§ **WRITTEN TASK**
Exactly and only the lines from the one containing "the wooden floor" through the close of the entries below are to be set down.

[Location identification entries]
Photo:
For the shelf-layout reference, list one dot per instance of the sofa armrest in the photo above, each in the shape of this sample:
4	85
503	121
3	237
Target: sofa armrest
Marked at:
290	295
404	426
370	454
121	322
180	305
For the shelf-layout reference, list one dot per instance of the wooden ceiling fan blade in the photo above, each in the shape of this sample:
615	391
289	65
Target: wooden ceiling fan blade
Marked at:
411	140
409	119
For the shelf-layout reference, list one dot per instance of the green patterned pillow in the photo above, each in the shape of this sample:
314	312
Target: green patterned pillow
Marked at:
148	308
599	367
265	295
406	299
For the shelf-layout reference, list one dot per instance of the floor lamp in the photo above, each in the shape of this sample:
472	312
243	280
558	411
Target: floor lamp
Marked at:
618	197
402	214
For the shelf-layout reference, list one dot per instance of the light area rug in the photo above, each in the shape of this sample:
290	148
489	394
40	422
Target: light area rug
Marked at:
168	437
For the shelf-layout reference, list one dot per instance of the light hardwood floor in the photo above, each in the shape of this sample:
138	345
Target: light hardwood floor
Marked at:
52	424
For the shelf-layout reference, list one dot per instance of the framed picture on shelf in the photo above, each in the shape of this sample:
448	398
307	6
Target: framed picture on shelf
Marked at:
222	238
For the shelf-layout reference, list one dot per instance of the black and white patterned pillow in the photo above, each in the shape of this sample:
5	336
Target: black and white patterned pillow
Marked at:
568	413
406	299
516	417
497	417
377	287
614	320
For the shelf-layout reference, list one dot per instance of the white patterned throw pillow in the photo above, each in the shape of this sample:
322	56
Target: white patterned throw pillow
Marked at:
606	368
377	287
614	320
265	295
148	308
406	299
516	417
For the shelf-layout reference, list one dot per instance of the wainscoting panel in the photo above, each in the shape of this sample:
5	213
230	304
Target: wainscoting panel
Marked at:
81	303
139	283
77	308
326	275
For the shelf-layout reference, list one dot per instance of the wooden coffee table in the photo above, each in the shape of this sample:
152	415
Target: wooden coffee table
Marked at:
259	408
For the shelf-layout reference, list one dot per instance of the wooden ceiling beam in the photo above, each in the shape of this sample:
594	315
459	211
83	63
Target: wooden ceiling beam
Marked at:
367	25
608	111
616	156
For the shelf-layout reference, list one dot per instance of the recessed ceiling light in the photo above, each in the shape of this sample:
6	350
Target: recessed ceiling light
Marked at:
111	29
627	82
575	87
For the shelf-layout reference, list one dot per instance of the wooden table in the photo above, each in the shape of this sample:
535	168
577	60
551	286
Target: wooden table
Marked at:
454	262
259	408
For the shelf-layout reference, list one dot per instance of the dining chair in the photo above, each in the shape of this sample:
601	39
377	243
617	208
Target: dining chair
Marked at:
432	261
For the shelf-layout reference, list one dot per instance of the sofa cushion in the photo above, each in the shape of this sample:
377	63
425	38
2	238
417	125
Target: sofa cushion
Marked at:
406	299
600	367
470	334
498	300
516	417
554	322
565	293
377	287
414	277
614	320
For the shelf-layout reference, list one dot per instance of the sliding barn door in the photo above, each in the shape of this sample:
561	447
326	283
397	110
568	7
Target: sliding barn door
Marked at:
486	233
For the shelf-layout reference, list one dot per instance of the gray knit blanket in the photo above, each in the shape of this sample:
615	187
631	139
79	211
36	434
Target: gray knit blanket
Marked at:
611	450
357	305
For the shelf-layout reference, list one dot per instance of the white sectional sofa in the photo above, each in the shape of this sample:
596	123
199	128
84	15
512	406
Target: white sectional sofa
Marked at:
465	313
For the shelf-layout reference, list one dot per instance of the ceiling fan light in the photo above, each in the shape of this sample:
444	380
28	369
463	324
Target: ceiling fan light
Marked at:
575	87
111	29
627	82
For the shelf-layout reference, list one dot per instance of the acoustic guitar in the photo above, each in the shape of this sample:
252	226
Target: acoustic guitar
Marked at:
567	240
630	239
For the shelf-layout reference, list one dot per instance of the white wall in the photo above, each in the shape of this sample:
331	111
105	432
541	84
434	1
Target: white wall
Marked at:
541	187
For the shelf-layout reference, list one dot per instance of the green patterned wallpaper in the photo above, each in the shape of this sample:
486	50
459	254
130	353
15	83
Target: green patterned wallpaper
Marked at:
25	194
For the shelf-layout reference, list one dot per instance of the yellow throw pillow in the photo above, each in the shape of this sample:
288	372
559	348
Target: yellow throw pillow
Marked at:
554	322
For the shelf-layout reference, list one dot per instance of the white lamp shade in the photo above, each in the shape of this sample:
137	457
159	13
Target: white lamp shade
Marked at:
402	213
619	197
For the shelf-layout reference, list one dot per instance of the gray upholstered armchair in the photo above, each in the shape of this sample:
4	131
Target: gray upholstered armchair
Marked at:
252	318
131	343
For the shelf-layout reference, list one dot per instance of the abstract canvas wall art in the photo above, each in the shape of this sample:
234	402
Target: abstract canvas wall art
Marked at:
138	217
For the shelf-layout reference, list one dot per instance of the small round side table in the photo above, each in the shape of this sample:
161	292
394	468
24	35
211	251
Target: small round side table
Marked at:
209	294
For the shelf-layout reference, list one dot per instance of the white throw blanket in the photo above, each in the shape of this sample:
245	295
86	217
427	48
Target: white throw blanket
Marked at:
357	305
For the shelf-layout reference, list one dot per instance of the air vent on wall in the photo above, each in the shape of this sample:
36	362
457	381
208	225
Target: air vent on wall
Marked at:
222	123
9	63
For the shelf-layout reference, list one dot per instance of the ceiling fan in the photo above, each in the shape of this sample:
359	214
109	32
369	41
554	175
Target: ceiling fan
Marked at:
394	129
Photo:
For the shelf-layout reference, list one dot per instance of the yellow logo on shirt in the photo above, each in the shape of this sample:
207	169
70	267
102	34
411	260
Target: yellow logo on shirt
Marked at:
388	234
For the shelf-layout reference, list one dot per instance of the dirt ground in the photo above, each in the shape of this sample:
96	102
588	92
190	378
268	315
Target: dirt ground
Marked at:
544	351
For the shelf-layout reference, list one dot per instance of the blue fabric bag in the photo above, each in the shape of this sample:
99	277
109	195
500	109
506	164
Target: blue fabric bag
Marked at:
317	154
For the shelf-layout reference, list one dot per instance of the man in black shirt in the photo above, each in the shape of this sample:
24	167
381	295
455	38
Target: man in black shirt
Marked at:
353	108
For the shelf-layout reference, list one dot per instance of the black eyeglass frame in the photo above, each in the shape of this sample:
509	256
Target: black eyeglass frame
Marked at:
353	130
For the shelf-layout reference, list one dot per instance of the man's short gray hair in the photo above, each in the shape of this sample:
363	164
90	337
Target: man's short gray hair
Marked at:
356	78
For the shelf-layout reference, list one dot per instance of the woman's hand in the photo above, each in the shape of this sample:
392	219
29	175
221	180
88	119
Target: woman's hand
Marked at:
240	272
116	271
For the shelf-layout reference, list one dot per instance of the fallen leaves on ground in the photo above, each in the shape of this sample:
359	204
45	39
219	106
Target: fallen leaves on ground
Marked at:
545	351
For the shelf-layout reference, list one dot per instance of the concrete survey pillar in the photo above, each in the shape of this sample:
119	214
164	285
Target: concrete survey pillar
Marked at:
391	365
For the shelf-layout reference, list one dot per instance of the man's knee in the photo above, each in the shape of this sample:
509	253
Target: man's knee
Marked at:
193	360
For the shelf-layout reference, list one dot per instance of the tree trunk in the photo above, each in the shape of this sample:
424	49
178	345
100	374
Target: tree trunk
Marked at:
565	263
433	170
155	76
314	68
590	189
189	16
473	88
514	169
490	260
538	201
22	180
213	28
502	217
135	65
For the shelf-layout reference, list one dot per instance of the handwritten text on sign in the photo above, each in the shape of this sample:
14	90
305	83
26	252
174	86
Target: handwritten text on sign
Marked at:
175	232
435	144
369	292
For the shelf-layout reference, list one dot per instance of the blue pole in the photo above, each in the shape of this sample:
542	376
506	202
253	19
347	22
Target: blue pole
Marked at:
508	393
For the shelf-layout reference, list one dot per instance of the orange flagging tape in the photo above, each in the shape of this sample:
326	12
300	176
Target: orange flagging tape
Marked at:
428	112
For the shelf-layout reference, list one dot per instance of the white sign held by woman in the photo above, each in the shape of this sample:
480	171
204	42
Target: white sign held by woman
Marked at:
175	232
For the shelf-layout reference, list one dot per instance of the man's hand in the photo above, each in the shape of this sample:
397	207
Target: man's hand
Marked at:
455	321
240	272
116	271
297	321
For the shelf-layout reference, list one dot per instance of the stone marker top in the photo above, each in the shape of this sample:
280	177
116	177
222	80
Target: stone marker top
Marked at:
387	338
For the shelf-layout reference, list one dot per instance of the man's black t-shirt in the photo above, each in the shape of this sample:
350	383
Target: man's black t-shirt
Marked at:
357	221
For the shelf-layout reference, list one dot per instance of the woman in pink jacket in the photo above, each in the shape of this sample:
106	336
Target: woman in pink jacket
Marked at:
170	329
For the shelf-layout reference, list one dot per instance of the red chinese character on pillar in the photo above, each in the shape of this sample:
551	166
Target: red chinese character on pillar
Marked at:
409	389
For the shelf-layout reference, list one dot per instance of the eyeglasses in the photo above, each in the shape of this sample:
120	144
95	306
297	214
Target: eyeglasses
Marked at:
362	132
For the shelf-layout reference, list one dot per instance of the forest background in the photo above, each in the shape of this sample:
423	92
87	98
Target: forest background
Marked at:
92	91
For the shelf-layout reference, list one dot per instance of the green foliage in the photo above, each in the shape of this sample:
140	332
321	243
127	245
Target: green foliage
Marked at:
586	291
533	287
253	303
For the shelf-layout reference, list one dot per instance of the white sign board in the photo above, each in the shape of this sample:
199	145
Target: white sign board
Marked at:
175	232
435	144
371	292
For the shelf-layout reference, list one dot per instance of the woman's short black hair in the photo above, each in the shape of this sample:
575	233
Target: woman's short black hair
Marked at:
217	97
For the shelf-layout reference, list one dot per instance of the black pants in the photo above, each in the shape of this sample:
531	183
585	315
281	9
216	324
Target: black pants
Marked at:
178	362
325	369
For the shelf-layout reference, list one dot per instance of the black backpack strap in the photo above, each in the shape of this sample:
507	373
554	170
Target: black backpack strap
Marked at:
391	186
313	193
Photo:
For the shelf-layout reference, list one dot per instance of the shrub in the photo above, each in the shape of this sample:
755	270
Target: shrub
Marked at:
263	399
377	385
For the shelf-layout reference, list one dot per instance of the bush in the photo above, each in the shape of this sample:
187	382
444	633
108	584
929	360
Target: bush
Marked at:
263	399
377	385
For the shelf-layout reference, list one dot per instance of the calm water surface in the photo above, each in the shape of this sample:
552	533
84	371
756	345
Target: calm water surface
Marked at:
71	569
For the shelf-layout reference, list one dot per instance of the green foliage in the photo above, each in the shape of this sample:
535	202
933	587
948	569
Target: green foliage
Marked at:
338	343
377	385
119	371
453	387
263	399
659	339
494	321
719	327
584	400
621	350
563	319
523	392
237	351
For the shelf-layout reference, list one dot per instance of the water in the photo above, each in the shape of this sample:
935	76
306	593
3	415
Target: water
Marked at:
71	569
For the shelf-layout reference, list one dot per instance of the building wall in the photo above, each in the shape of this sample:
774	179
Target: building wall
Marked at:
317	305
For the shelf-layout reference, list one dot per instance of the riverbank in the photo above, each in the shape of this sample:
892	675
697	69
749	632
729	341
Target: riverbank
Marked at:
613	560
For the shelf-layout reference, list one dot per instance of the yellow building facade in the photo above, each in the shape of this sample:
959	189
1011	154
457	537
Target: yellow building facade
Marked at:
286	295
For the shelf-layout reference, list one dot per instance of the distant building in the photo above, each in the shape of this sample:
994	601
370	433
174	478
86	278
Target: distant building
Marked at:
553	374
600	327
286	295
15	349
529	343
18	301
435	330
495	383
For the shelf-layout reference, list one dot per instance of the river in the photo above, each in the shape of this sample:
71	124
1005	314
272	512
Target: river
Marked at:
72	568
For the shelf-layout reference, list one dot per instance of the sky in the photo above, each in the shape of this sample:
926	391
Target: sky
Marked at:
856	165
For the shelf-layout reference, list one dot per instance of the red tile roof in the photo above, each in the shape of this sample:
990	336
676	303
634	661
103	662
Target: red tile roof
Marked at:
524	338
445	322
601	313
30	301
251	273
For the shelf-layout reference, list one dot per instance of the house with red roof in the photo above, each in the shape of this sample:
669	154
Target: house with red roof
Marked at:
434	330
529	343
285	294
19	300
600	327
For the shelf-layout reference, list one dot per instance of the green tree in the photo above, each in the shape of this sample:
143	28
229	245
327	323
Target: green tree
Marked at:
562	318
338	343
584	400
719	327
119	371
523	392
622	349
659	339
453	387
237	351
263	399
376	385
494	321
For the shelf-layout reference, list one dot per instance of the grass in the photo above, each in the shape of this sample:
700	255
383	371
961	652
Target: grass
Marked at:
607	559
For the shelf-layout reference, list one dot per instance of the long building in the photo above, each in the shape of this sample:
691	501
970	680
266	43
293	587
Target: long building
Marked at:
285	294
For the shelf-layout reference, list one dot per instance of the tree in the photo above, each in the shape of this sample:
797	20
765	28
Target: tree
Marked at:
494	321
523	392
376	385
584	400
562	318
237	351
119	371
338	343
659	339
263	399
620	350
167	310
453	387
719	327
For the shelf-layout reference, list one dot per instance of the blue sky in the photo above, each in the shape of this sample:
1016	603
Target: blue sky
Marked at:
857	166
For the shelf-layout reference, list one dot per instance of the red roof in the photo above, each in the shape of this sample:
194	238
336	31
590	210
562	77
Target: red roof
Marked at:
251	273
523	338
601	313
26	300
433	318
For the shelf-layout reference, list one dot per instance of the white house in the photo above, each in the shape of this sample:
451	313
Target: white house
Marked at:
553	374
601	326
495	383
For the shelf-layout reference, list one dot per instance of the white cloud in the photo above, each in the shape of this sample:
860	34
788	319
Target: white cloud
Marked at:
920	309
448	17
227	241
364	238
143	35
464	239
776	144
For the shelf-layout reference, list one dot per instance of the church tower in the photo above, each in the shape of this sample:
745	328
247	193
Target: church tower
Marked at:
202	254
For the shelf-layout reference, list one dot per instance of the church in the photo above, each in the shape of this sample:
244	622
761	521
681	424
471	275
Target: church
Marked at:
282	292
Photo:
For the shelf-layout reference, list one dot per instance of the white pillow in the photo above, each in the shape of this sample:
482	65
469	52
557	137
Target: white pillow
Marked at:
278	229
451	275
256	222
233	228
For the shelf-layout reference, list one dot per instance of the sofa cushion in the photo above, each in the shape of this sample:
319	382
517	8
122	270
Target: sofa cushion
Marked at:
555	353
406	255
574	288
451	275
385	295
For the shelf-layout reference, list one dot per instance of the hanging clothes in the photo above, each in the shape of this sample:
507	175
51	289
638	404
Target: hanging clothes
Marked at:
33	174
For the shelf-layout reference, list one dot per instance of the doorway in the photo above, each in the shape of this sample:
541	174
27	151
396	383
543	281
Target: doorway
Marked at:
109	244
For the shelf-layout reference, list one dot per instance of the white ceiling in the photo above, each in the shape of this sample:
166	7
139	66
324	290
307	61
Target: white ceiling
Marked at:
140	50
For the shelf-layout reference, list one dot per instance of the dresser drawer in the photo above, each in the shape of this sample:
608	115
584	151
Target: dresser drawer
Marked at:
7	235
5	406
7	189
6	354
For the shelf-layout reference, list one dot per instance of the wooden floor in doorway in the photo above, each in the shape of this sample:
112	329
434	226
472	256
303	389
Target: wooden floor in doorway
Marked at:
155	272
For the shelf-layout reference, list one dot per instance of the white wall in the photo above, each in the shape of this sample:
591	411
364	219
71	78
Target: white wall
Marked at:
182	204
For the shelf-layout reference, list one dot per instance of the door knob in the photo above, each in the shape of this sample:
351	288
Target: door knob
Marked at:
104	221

§ **FULL ANSWER**
For the shelf-layout reference, list one dot per instance of the wooden floor in doorway in the photo above, each in the shape of this sample:
112	329
434	226
472	256
303	389
Target: wooden floor in doorway
Marked at:
155	272
For the shelf-layout reference, list one dot per instance of the white wall in the photo above, each in the shape of this sample:
591	411
364	219
71	78
Target: white wall
Marked at:
182	204
For the shelf-layout reference, list one dot per instance of the door knob in the photo above, each in the shape of this sample:
351	288
Target: door knob
Marked at:
104	221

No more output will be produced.